→ **READING TEXT**:
--- --- ---
Well it’s back to square one for me, as I’m suffering from another bout of tonsillitis. This is my seventh in around two years now.
Why am I continuing to get this? I firmly blame my children. It’s true what they say, you catch all these ailments from them.
I had chicken pox a couple of years ago after Freddie contracted it. He also had tonsillitis when he was about one. It’s all becoming clear!
I pleaded with the doctor to be referred to an ear, nose and throat specialist, but was told in no uncertain terms that removal is the last thing they want to do these days.
Our tonsils are our last form of defence for our lungs and taking them away from someone my age will apparently leave me susceptible to chest infections and the like.
At my age? I’m not 90! Then again, I’ve heard how painful it is after the procedure and although the thought of just eating ice cream is tempting, I think I’ll leave it.
So thanks to my children, my immune system is running low and I’ve become susceptible to tonsillitis.
But they are so worth it. I’d rather be ill than them. There is nothing worse than seeing them poorly or suffering.
My daughter Holly will be two at the end of the month. Her speech is amazing, some of the things she comes out with are hilarious. ‘Wake up daddy,’ being a particular favourite at 6am on a Saturday.
No wonder my immune system is low. My wife and I are, quite frankly, knackered as Holly’s going through a phase of not sleeping.
She takes more than an hour to settle in the evening, then needs more settling when she wakes crying during the night.
We’ve discovered that a life-sized cardboard cut-out of yours truly, made by my work for a radio promotion with Gunwharf Quays, and putting on Classic FM, keeps her content.
There is something distinctly odd about dressing on the landing at 4.30am looking back at myself listening to the strains of Beethoven’s Moonlight Sonata wafting from her bedroom.
CAPTAIN PUGWASH AND THE DANGER OF LIVE RADIO
My career flashed before me as I asked a question on the daily quiz on my breakfast show.
What was the name of the deckhand on Captain Pugwash? What could be more difficult? The quiz is called Masterminds and we do it each morning at 8.20am.
As Kate Weston answered ‘Master Bates’ I honestly thought she’d fallen for the old urban myth trap. I could hear Michael Coombes’s brain ticking. ‘Is it Seaman Staynes?’ he said?
Oh no, I thought!
Calls and e-mail’s instantly came into the studio. The response from listeners? Many said they were crying with laughter in their cars.
Kate and Michael’s naïvety was one of the funniest things I’ve ever heard, especially as the answer was... Tom!
WHY SHOULD I SPEND £75 TO STOP MY DOGS SKATING ACROSS THE FLOOR?
When it comes to money for old rope, you’d be pretty hard-pushed to find anything more fitting to describe these than: dog beds.
We have a golden retriever and a Jack Russell.
Their beds are well past it now, so a quick visit to a well-known pet shop was necessary.
A bed suitable for a dog Harvey’s size was £50 and for Ruby, £25. This is scandalous.
I spoke to one of the shop assistants and pointed out it was only a piece of cheap foam and a fabric cover.
I was duly informed that the bottom was skid-resistant. It’s a shame my dogs aren’t because then I wouldn’t need these extortionately-priced dog beds.
--- --- ---
→ **INFORMATION GIVEN**:
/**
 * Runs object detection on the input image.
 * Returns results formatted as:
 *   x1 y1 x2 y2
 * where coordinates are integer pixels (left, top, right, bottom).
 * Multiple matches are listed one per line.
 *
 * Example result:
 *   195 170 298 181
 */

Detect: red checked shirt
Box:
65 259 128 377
--- --- ---
→ **EXERCISE INSTRUCTIONS**: Could you repeat the column word for word from "Their beds are" to "This is scandalous."? The listing has no connection to the column.

→ **REPLY TO THE TASK**:
Their beds are well past it now, so a quick visit to a well-known pet shop was necessary.
A bed suitable for a dog Harvey’s size was £50 and for Ruby, £25. This is scandalous.